**REQUIREMENT**
Reproduce all entries precisely, down to the last character.

**TASK INPUT**
====================

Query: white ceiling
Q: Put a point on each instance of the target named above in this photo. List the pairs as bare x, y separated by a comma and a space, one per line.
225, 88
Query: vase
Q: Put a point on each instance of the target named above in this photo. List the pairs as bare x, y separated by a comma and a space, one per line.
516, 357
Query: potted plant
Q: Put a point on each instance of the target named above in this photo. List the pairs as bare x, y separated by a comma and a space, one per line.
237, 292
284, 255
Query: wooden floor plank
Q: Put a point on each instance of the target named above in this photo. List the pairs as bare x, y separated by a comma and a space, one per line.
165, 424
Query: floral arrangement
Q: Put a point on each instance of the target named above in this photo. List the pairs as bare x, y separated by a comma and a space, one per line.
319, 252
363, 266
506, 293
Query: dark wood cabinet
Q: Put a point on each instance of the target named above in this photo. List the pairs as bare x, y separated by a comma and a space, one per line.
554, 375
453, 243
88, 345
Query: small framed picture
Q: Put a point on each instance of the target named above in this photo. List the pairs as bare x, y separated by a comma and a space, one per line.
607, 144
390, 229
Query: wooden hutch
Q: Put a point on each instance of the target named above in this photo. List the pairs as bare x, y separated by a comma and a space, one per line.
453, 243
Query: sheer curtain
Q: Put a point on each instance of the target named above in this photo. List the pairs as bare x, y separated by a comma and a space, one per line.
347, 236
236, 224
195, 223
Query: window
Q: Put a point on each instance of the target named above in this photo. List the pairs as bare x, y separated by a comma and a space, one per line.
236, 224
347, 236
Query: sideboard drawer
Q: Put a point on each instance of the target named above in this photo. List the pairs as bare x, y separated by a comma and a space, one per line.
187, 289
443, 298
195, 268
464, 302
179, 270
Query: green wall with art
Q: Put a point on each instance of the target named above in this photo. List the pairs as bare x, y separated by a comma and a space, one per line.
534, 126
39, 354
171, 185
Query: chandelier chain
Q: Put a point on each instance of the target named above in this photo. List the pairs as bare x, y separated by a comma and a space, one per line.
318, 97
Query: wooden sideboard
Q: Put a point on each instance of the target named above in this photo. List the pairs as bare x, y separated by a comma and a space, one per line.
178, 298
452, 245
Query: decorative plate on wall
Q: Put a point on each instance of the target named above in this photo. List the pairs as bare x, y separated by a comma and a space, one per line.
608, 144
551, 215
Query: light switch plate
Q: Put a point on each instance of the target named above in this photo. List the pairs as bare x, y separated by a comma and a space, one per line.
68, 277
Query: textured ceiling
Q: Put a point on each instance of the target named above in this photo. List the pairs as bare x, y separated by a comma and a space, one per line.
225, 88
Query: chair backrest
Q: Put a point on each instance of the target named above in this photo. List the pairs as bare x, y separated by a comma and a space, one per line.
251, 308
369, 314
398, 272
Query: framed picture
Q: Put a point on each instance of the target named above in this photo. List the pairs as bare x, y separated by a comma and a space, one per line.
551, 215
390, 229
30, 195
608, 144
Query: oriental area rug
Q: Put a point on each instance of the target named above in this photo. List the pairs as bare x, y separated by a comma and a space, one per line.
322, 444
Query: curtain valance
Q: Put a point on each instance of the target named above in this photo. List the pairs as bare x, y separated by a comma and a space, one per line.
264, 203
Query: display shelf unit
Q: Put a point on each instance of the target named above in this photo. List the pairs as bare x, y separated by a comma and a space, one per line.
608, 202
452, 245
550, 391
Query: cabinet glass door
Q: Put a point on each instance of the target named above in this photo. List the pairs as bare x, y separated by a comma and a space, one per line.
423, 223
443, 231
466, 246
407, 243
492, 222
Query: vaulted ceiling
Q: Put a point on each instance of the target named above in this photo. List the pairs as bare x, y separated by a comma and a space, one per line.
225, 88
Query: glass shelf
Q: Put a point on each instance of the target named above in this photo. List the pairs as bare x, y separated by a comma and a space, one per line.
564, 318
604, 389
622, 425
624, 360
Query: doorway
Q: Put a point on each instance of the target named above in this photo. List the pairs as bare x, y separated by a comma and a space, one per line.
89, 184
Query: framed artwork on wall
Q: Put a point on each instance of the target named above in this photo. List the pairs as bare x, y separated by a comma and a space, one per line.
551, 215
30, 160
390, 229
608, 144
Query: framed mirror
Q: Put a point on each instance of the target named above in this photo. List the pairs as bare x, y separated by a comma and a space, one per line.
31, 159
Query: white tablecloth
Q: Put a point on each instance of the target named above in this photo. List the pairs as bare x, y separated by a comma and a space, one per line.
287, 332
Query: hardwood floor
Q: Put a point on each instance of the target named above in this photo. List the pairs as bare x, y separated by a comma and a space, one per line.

====================

**SOLUTION BELOW**
Query: white ceiling
Q: Put a point on each instance of the target named above in this photo. List the pairs as bare x, y separated by a comma and a space, one per line.
225, 88
Query: vase
Q: Put a point on each instance of the target named above in this photo. List the pairs as bare x, y separated by a comma and a space, one per line.
516, 357
Query: potted plant
Q: Put a point on each instance of the target named above in this photo. List the pairs as bare x, y separated by a comma and a space, one per line.
237, 292
284, 255
Query: wooden floor plank
Q: Put a point on each instance of the target named above in this photo. List the pairs as bare x, y separated by a comma and a space, one per line.
165, 424
Query: floral arrangement
Q: Put a point on each instance of the target named above in this photo. List the pairs as bare x, y separated by a comma and a space, one per line.
319, 252
363, 266
506, 293
Query: dark wood cabinet
Q: Put a point on each instance of the target named above in this photo. List the pairs as bare x, y separated by a comma and a space, one per line.
554, 375
453, 243
88, 345
Query: small framed picture
Q: Put a point on each instance of the target named above in this photo. List the pairs as bare x, y separated by a comma and a space, one per line.
607, 144
390, 229
Query: wooden hutch
Q: Put a point on each instance of the target named above in this photo. List the pairs as bare x, y separated by a comma and a space, one per line.
453, 243
Query: sheer curtain
Q: Put a point on each instance of the target named above in this photo. List the pairs as bare x, y separated by a comma and a space, one per line.
347, 236
236, 224
195, 223
Query: window
Q: Put a point on each instance of the target named above in this photo. List the pairs as bare x, y separated by a comma and a space, one per line.
236, 224
347, 236
Query: sideboard drawer
Q: Put a point on each instance of the target named above in this photo. List the pairs as bare x, y separated by a comma and a space, one per line.
187, 289
443, 298
195, 268
464, 302
179, 270
Query: green wall with art
Q: Put a point on each instance of the target named above in this photo. List the pairs as bare x, y separated by a comma and a space, one per line.
534, 126
39, 354
171, 185
Query: chandelier chain
Q: Put a point on each instance of the target named above in this photo. List the pairs as bare x, y separated by a comma and a space, one per line.
318, 97
Query: wooden sideboard
Q: Put a point on each instance of the target named above in this photo. List the pairs as bare x, y separated by a comma and a space, one per line.
178, 298
452, 245
Query: decorative plate on wall
Q: Put a point on each instance of the target named above in this photo. List the pairs as bare x, y separated by a comma and a space, one per line.
608, 144
551, 215
Query: light switch plate
Q: Put a point on each instance of the target named above in this photo. List the pairs as bare x, y separated by a comma and a space, one per line.
68, 277
Query: textured ceiling
Q: Put a point on each instance of the target named above in this photo. List the pairs as bare x, y separated by a comma and a space, one per line.
225, 88
Query: chair backrest
Q: Put a point on each instance of the target named above in this photo. List the pairs as bare x, y separated by a comma and a space, one per line.
251, 308
369, 314
398, 272
Query: framed picture
Q: Put a point on each instance of the target named above in this photo. List the pairs as bare x, y separated by a comma and a space, one per line.
551, 215
390, 229
30, 195
608, 144
Query: oriental area rug
Q: Put a point on each instance of the target named above in this photo. List the pairs as bare x, y separated by a comma and a space, one per line.
322, 444
Query: curtain valance
Q: Put a point on each instance of the target named above in this photo. List the pairs as bare x, y separated by a comma and a space, one per line.
264, 203
Query: display shelf unit
Q: Put a point on each instance of the target named above in this photo. List the pairs as bare x, y separated by a comma and a space, one per line.
608, 202
452, 245
550, 391
Query: cabinet glass door
Q: Put a point on each instance of the target named above in this photo. List the pairs as bare x, y separated by a comma and a space, one per line.
423, 223
443, 231
466, 246
407, 243
492, 222
Query: vaulted ceiling
Q: Put a point on each instance of the target named above in this photo. List the pairs as bare x, y separated by a comma and a space, one per line.
225, 88
Query: glass shelf
Q: Put a point on each instance of the target named above in this photo. List the pairs as bare x, y separated by a comma and a space, one per line.
564, 318
604, 389
622, 425
624, 360
Query: doorway
Q: Put a point on each instance of the target named above in this photo. List the pairs as bare x, y separated by a comma and a space, one per line.
89, 184
Query: framed artwork on wall
Q: Put a point on each instance of the target named above in this photo. List the pairs as bare x, y separated by a comma and a space, one per line.
551, 215
30, 160
390, 229
608, 144
Query: framed mirror
Q: Put a point on each instance of the target named above in this photo. List the pairs as bare x, y separated by a comma and a space, one per line.
31, 159
Query: white tablecloth
Q: Put a point on each instance of the target named above in this photo. List the pairs as bare x, y separated by a comma and a space, one per line.
287, 332
Query: hardwood floor
Q: Put a point on each instance of the target named above in this photo. List the pairs as bare x, y separated by a comma and a space, one per line.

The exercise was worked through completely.